What you will do -
1 – In the forum thread on Nikon lenses for photographing a family with small children, write out the passage from "## MLeeK (Nov" to "a good speedlight.".
2 – According to the forum thread on Nikon lenses for photographing a family with small children, what camera body does the original poster own?
3 – Proceed with the forum thread on Nikon lenses for photographing a family with small children, picking up after its last post.

Source text -
+ + +
# Best Nikon Lens for shooting Families with small children???



## mzeutenh (Nov 13, 2011)

Can anyone tell me what the best Nikon lens would be for shooting a small family (two parents and two kids ages 4 and 6 months) I'd like something that is good with shooting a kid who moves around a TON ( the four year old) and also something that is good for family portraits and some close up individual shots of kids. Also something that will be good with indoor lighting. 

Price doesn't matter much because I'll be renting it. 

1) family shots
2) kids, one who moves constantly
3) indoor shots

Any suggestions??


----------



## 2WheelPhoto (Nov 13, 2011)

I like the 24-70 F2.8


----------



## rpm (Nov 14, 2011)

whats the body? DX or FX? if you got DX consider the 17-55mm 2.8


----------



## mzeutenh (Nov 14, 2011)

The body is a Nikon D90


----------



## ph0enix (Nov 14, 2011)

mzeutenh said:


> The body is a Nikon D90



I'm in love with this lens as far as portraits go:
Nikon AF-S NIKKOR 50mm f/1.8G Lens | Nikon Wide-Angle Lenses

..and it's very inexpensive.  I use it on a D90 even though it's FX format.


----------



## mrpink (Nov 14, 2011)

17-55 2.8 and a SB-600 (or above) should get the job done nicely.


----------



## MLeeK (Nov 14, 2011)

It depends on your style. For a prime the 35mm seems to be well loved. The 17-50 f/2.8 range is nice, but you can tend to get into lens distortion trouble on the wide end of it. I'd prefer the 24-70 f/2.8. Both with a good speedlight.
+ + +
A data block
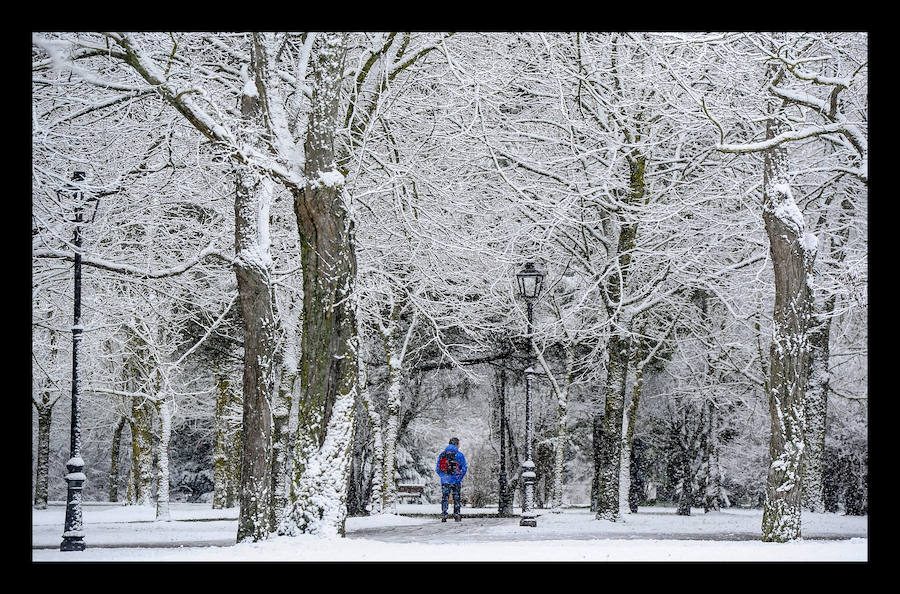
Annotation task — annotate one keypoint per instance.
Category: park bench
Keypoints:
(410, 493)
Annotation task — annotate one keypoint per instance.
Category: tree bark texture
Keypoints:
(141, 451)
(792, 259)
(42, 470)
(328, 359)
(260, 323)
(220, 451)
(619, 349)
(164, 412)
(115, 448)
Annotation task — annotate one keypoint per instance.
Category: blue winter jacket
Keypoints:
(449, 479)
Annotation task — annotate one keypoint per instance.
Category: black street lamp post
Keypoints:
(531, 281)
(73, 534)
(505, 507)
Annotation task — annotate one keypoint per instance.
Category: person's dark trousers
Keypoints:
(445, 498)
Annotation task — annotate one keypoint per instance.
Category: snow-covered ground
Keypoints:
(199, 533)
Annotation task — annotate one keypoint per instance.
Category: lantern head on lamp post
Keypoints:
(531, 281)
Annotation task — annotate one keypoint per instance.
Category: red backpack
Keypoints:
(447, 463)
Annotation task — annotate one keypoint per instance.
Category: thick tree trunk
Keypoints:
(328, 363)
(611, 438)
(713, 473)
(793, 253)
(113, 491)
(619, 349)
(141, 451)
(260, 323)
(816, 408)
(629, 424)
(253, 268)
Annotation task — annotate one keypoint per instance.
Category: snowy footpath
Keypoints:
(198, 533)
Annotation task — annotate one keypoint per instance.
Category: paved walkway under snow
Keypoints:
(196, 525)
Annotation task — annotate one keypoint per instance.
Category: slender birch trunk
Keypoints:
+ + +
The answers -
1 –
## MLeeK (Nov 14, 2011)

It depends on your style. For a prime the 35mm seems to be well loved. The 17-50 f/2.8 range is nice, but you can tend to get into lens distortion trouble on the wide end of it. I'd prefer the 24-70 f/2.8. Both with a good speedlight.

2 – A Nikon D90.

3 –
----------



## 2WheelPhoto (Nov 14, 2011)

MLeeK said:


> It depends on your style. For a prime the 35mm seems to be well loved. The 17-50 f/2.8 range is nice, but you can tend to get into lens distortion trouble on the wide end of it. *I'd prefer the 24-70 f/2.8. Both with a good speedlight*.



+1, and even on my DX body I found i used the 50-70 end much more than the 24 end.


----------



## MReid (Nov 14, 2011)

Yeah pick up a 50 1.8 they are like $100. 
You don't have to spend a bunch of money....unless you want to of course.
If you are shooting DX pick up a 35 1.8, also a great lens...also not a lot of money about $200 I think. I use mine on full frame also, does a good job.


----------



## mrpink (Nov 14, 2011)

MReid said:


> Yeah pick up a 50 1.8 they are like $100.
> You don't have to spend a bunch of money....unless you want to of course.
> If you are shooting DX pick up a 35 1.8, also a great lens...also not a lot of money about $200 I think. I use mine on full frame also, does a good job.



You use your 35mm 1.8 on a FX body?  Why not just use the 50mm?






p!nK


----------



## KmH (Nov 14, 2011)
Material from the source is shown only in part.